Vorgegebener Text:
# # # # #
So sehen es auch die Eheleute Margarete und Heinrich Gwozdz, die eine polnischsprachige Selbsthilfegruppe leiten. „Ich kann hier von Erfahrungen der anderen profitieren, ohne dass mir jemand sagt, was ich tun soll“, erzählt Heinrich Gwozdz. Das Gespräch mit anderen Menschen in gleicher Lage stärke sein Selbstwertgefühl. „Ich kann mich nun auch draußen besser behaupten, muss mich nicht mehr verstecken.“ In der Gruppe erlebe man die „Akzeptanz der Gleichgesinnten“ und gewinne das Vertrauen, auch von anderen akzeptiert zu werden, sagt Gabriele Becker.
# # # # #
Erfasste Daten:
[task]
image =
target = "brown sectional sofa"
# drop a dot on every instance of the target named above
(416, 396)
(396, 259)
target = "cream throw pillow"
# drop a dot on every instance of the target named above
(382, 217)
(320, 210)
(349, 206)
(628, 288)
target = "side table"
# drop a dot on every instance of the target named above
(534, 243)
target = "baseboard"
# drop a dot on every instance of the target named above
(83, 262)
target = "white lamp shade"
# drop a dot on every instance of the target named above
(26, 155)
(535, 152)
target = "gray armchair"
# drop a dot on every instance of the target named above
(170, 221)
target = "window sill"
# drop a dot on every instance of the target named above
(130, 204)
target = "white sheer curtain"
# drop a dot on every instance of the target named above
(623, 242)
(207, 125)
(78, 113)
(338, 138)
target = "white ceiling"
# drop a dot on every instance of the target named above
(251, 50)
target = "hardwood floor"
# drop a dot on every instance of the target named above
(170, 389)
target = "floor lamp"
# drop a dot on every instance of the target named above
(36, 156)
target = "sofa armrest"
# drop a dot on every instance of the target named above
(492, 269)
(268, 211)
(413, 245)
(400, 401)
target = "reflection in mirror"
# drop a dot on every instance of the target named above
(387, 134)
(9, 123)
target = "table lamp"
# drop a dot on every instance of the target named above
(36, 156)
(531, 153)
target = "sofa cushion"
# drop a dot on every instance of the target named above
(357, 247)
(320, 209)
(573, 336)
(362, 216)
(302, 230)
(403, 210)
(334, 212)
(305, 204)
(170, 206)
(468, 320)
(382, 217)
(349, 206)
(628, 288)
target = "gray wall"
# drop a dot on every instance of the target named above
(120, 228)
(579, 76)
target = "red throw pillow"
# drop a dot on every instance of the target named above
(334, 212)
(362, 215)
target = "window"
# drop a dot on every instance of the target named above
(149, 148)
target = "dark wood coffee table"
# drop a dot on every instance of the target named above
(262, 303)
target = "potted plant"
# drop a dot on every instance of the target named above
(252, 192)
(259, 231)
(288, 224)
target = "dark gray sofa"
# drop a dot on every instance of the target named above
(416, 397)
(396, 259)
# # # # #
Arbeitsanweisung: Schreiben Sie den vorgegebenen Text zur polnischsprachigen Selbsthilfegruppe vollständig und zeichengetreu ab.

Ausgabe:
So sehen es auch die Eheleute Margarete und Heinrich Gwozdz, die eine polnischsprachige Selbsthilfegruppe leiten. „Ich kann hier von Erfahrungen der anderen profitieren, ohne dass mir jemand sagt, was ich tun soll“, erzählt Heinrich Gwozdz. Das Gespräch mit anderen Menschen in gleicher Lage stärke sein Selbstwertgefühl. „Ich kann mich nun auch draußen besser behaupten, muss mich nicht mehr verstecken.“ In der Gruppe erlebe man die „Akzeptanz der Gleichgesinnten“ und gewinne das Vertrauen, auch von anderen akzeptiert zu werden, sagt Gabriele Becker.